# Available data
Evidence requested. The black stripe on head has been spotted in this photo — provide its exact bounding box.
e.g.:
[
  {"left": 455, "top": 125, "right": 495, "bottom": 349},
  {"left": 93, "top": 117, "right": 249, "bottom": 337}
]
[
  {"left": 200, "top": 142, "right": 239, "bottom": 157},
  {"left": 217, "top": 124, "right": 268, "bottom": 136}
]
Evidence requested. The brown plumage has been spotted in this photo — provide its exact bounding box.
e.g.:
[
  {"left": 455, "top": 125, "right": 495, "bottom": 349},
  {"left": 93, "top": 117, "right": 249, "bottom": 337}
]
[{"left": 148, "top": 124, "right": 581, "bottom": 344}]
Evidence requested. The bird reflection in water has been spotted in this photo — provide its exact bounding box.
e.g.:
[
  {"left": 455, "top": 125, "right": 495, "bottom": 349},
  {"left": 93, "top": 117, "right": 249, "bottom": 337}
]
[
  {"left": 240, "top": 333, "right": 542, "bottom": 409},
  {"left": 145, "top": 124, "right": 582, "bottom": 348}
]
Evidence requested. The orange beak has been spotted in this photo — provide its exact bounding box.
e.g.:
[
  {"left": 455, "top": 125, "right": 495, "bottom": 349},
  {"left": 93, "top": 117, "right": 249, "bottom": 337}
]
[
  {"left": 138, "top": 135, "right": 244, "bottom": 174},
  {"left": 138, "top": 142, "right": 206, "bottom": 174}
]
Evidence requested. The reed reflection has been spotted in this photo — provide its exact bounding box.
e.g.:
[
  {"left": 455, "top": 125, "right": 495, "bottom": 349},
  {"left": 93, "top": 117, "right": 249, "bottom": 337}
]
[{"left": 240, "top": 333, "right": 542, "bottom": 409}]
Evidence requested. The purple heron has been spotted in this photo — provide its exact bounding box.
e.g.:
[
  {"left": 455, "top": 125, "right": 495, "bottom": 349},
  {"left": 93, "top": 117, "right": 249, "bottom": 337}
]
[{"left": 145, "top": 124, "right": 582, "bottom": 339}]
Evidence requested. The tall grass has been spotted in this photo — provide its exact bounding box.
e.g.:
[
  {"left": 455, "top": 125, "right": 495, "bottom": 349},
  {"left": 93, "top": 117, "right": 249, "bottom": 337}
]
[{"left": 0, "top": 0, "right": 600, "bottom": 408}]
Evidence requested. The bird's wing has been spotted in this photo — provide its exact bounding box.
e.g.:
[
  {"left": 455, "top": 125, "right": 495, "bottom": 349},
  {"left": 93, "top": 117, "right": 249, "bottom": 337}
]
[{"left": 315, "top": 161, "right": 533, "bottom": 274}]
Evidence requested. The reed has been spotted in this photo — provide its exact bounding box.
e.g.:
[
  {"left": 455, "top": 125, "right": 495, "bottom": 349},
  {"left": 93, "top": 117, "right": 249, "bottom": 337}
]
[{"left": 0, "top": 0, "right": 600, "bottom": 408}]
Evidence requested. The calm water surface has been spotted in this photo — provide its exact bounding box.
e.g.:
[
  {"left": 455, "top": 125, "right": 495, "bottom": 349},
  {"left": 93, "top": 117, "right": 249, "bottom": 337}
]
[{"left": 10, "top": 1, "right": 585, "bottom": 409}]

# Job
Reproduce verbatim the lines of the listing, beginning with the line that contains "Evidence requested. The bird's" and continuing through the end of the listing.

# Task output
Evidence requested. The bird's wing has been spotted in this photo — provide its exact bounding box.
e.g.:
[
  {"left": 455, "top": 125, "right": 495, "bottom": 349},
  {"left": 93, "top": 117, "right": 249, "bottom": 337}
]
[{"left": 315, "top": 161, "right": 533, "bottom": 274}]
Evidence requested. The reed has been spotted in this photo — provide its exact bounding box.
e.g.:
[
  {"left": 455, "top": 125, "right": 495, "bottom": 349},
  {"left": 93, "top": 117, "right": 249, "bottom": 337}
]
[{"left": 0, "top": 0, "right": 600, "bottom": 408}]
Evidence requested. The calm water surface has been spotted in this photo — provide its exact bounding box.
e.g.:
[
  {"left": 455, "top": 125, "right": 495, "bottom": 349},
  {"left": 93, "top": 117, "right": 249, "bottom": 337}
]
[{"left": 10, "top": 1, "right": 585, "bottom": 409}]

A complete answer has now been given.